- _What to work on_
Reproduce the stretch from the line containing "A note for the class: find the military" through the line containing "<point>15,134</point>", substituting "parked car" for "white vehicle" and keeping all else unchanged.

- _Stored rows_
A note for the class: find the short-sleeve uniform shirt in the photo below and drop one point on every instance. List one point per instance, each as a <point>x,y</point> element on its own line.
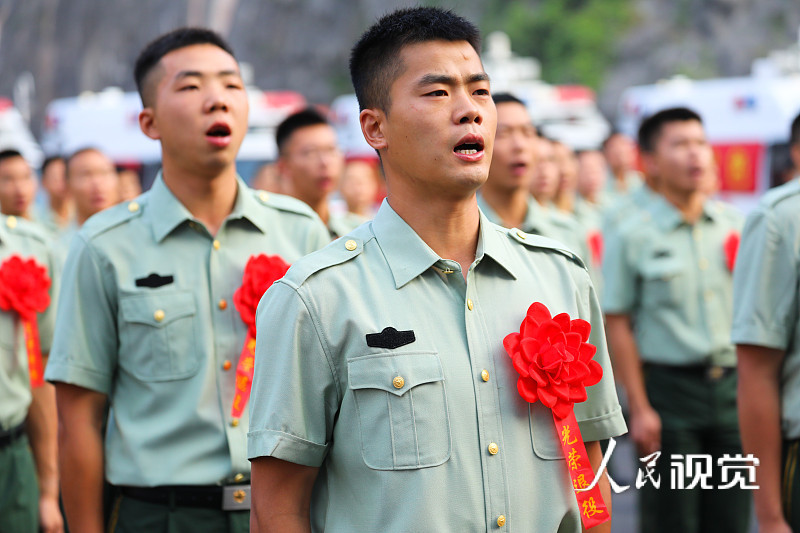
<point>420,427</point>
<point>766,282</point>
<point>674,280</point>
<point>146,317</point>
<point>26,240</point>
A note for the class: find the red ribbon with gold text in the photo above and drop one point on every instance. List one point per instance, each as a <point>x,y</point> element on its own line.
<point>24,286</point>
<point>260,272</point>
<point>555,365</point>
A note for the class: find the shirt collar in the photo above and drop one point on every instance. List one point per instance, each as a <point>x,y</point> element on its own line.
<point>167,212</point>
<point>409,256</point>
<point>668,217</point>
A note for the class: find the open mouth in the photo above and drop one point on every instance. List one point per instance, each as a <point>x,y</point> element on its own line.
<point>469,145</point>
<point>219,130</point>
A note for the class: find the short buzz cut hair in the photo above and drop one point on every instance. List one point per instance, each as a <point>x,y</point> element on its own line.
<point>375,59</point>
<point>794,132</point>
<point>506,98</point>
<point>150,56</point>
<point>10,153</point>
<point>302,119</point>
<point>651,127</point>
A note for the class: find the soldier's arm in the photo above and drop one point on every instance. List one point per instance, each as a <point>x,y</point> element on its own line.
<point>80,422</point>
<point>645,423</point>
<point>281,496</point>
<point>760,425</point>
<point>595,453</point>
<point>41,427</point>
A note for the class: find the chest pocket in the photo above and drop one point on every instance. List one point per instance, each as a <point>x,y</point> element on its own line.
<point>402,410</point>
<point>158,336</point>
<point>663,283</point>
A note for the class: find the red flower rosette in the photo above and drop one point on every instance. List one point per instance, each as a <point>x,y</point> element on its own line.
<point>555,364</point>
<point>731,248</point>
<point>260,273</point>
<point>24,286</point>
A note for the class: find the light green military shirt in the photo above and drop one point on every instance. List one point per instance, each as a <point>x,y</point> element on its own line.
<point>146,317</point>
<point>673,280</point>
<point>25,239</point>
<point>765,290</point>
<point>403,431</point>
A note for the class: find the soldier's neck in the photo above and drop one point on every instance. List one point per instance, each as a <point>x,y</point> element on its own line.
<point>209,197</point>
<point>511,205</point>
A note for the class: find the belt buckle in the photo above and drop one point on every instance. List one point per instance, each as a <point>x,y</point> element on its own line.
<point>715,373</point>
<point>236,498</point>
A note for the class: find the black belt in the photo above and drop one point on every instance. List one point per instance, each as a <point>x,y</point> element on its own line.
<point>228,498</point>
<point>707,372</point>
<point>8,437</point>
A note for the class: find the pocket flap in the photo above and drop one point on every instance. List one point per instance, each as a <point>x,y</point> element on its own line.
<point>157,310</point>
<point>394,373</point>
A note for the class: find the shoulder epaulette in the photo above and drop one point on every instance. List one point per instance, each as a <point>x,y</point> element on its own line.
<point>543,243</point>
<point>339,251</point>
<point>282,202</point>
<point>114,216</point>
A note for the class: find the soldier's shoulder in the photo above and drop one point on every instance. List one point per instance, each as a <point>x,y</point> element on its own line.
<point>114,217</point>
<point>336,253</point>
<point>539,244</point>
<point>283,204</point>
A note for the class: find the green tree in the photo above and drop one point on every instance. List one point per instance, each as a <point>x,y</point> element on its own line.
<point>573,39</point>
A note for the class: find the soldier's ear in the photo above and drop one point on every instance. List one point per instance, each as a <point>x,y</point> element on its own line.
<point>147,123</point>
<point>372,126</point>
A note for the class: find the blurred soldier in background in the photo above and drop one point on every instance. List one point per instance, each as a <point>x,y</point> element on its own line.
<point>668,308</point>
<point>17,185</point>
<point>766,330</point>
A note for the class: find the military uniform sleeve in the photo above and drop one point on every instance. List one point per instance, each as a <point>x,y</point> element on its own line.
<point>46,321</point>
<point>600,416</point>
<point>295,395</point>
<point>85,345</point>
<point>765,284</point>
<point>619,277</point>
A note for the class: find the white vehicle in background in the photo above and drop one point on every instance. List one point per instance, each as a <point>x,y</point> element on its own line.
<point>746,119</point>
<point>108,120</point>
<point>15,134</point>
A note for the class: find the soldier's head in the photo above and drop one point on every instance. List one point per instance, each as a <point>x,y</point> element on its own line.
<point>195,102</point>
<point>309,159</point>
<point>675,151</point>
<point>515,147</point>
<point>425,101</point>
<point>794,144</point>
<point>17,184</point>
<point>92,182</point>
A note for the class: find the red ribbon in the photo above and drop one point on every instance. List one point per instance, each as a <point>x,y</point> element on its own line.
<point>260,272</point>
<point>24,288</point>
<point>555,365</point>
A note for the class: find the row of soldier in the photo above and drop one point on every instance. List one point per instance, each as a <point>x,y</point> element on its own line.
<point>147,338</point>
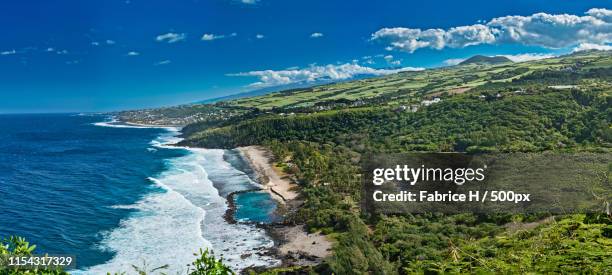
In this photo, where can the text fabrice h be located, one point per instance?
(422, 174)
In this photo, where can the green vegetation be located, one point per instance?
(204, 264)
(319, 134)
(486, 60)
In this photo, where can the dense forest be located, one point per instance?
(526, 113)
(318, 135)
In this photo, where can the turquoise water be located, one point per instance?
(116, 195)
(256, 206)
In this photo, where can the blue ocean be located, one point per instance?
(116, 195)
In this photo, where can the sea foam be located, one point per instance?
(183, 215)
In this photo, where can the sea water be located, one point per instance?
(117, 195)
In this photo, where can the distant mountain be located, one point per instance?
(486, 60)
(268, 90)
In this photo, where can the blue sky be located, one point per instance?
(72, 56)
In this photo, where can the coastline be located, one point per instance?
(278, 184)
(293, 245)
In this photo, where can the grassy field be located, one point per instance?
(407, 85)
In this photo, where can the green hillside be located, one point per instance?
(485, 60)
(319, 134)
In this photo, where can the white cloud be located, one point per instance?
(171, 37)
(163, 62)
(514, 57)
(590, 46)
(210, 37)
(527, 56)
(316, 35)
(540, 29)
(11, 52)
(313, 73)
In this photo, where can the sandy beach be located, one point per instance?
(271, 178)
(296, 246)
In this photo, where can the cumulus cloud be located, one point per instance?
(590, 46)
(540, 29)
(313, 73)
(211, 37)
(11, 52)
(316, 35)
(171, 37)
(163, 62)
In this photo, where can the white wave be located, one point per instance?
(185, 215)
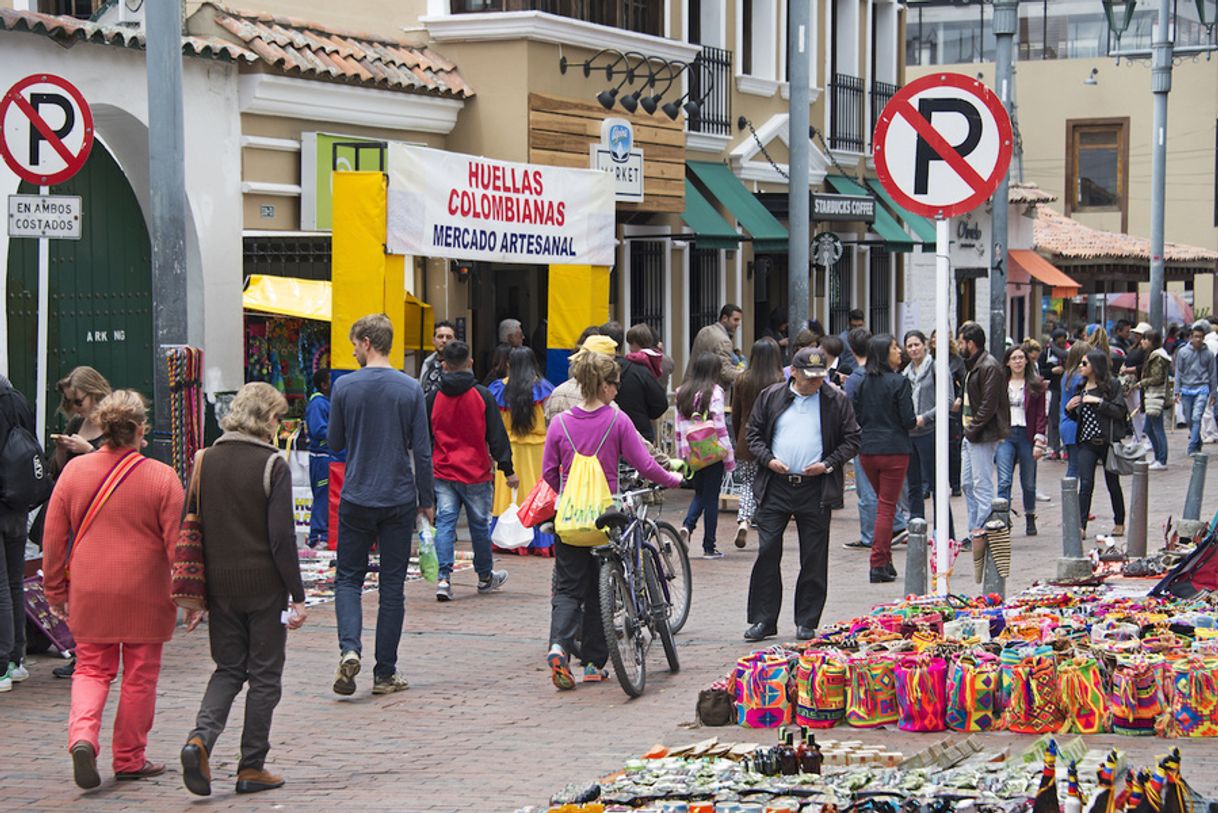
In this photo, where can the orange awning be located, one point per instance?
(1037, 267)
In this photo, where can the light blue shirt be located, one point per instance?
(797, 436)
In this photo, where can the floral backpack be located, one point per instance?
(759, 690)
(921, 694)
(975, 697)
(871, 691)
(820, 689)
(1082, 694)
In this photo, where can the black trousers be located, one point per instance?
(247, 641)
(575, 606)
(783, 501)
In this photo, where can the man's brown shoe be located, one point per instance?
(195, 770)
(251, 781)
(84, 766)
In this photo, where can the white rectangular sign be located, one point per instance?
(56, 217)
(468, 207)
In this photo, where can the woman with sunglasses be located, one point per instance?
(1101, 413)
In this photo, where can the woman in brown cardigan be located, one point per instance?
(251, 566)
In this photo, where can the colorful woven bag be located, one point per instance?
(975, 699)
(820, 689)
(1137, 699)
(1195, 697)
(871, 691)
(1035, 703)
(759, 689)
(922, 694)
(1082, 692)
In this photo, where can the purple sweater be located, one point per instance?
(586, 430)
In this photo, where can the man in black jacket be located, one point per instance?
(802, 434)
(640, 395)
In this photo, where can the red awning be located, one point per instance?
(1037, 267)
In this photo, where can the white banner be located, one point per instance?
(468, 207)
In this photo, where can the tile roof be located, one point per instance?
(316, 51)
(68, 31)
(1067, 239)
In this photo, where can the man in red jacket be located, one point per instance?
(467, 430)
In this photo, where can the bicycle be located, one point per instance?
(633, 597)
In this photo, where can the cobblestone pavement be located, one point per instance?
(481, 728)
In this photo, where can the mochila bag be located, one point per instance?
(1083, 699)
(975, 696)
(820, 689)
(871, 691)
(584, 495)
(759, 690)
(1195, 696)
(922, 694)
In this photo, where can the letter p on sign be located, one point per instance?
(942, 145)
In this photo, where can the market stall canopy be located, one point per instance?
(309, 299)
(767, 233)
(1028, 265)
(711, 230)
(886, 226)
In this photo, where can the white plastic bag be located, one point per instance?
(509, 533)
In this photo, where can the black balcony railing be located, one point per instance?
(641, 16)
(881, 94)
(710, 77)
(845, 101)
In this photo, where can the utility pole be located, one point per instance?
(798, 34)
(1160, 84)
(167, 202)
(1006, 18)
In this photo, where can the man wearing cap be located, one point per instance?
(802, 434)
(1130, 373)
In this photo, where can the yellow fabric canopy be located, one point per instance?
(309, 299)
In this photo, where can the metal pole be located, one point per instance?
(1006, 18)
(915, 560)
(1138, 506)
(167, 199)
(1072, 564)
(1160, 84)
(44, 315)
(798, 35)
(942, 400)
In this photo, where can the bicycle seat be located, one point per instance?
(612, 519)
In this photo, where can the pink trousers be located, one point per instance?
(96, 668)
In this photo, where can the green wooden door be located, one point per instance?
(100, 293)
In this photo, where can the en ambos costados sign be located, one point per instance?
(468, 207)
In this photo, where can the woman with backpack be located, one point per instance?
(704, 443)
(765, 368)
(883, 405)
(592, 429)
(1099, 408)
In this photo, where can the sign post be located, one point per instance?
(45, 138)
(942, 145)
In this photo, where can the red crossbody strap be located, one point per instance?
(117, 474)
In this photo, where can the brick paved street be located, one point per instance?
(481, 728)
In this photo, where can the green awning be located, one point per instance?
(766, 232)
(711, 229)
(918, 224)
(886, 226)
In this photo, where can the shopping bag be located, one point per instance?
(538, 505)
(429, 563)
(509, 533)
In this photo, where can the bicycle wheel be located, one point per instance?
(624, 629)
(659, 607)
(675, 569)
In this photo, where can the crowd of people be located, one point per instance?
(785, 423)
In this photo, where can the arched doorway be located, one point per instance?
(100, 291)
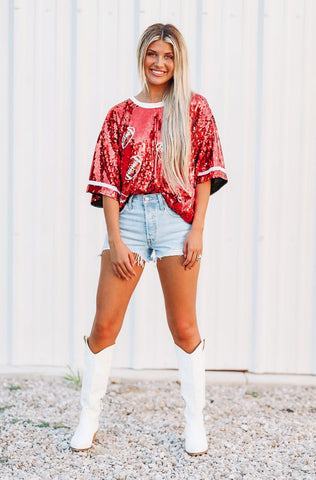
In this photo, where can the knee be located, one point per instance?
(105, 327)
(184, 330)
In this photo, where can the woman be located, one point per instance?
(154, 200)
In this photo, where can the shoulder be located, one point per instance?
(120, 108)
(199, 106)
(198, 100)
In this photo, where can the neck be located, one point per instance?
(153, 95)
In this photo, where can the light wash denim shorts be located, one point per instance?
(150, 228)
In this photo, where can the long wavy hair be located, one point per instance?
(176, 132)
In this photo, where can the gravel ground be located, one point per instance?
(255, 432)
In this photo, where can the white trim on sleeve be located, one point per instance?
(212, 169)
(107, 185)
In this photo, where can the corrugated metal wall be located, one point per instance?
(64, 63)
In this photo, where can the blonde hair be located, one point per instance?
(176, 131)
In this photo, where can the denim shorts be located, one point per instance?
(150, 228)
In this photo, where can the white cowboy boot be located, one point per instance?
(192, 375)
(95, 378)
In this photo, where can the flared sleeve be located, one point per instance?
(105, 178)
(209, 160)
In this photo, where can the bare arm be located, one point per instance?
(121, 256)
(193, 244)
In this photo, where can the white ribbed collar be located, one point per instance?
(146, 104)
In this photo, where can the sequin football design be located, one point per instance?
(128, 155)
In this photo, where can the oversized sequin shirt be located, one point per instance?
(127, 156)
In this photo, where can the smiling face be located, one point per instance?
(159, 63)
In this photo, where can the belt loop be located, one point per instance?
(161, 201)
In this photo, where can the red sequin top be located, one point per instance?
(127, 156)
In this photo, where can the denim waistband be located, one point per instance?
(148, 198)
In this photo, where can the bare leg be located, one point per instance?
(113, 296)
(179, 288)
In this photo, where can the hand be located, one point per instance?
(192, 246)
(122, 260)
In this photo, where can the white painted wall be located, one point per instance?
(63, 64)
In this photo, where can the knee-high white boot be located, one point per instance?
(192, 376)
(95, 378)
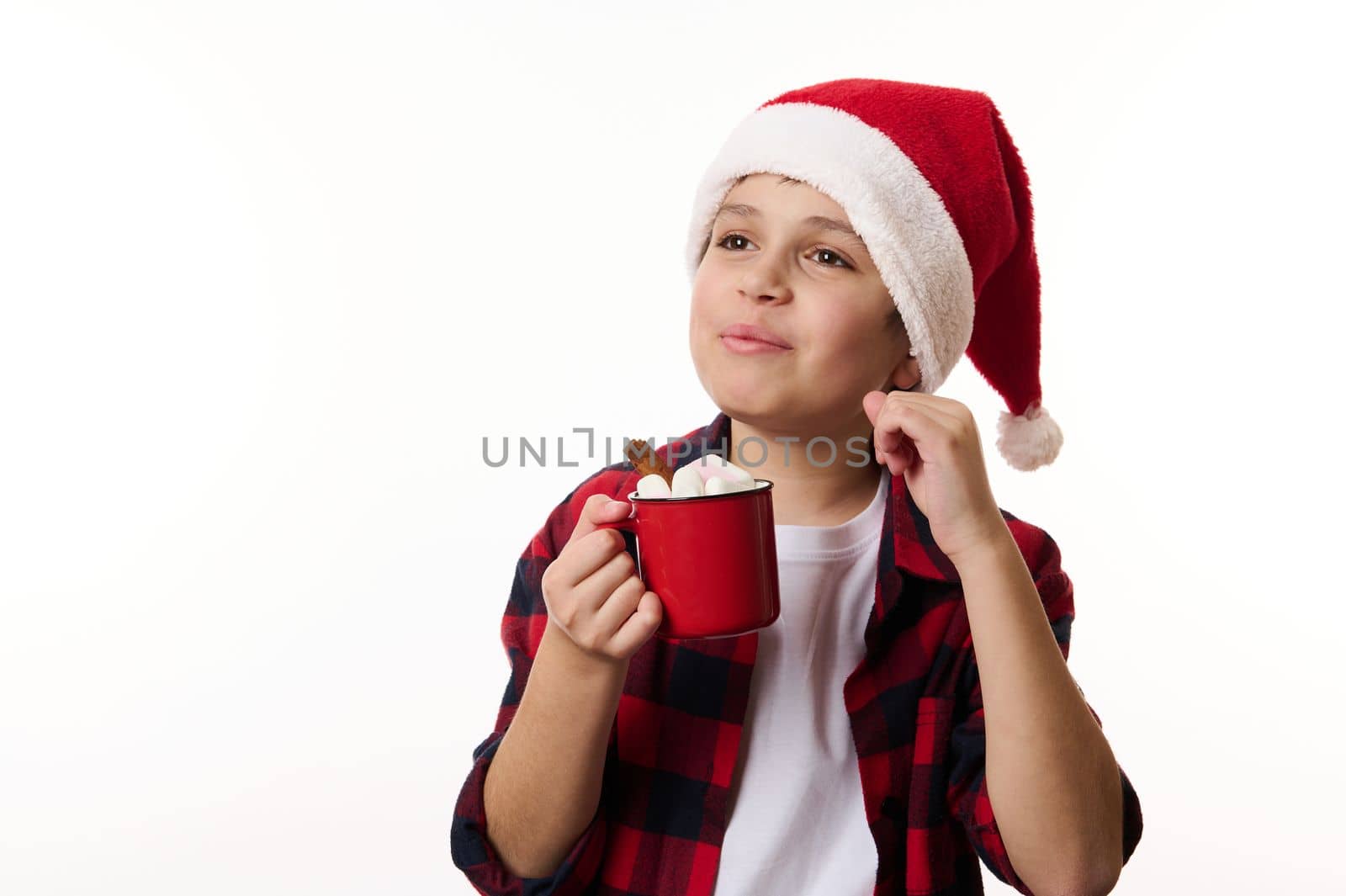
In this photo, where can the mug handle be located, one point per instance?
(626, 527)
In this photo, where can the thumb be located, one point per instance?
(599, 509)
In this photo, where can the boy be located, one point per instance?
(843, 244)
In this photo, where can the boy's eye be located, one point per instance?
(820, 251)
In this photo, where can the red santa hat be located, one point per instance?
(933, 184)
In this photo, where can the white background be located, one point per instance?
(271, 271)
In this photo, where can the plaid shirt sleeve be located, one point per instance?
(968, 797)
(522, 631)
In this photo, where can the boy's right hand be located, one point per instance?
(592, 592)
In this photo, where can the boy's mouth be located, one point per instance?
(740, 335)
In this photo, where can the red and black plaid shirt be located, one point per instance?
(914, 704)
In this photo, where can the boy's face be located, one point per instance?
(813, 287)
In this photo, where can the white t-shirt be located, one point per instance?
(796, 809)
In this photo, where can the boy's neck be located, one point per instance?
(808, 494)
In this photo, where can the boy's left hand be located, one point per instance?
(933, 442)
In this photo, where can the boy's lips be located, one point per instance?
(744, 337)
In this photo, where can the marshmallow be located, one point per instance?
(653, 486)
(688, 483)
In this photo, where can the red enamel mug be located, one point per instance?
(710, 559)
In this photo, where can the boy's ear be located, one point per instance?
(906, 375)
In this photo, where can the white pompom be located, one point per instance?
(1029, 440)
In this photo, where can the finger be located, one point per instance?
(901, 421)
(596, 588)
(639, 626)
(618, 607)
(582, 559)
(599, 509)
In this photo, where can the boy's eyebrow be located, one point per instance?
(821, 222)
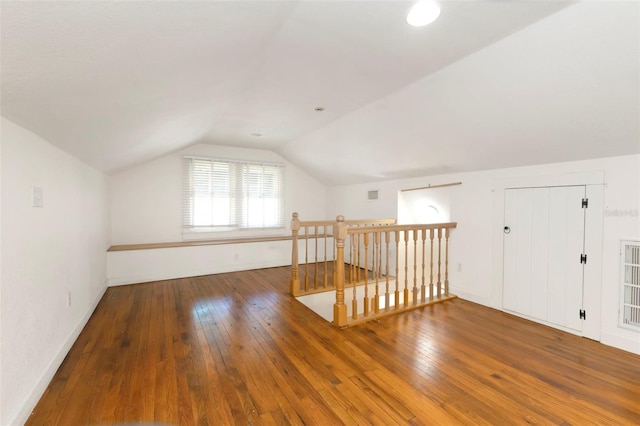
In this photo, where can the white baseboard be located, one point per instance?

- _Solution_
A note for the class: find the military uniform sleeve in the photo above and drop one point on every instance. List one point per instance, each as a <point>x,y</point> element on its own line.
<point>46,321</point>
<point>600,416</point>
<point>295,395</point>
<point>85,345</point>
<point>765,284</point>
<point>619,277</point>
A note for the class: find the parked car in background in the photo above and drop one point on every instance. List one point per instance, each as a <point>x,y</point> element on its own line.
<point>746,119</point>
<point>108,120</point>
<point>15,134</point>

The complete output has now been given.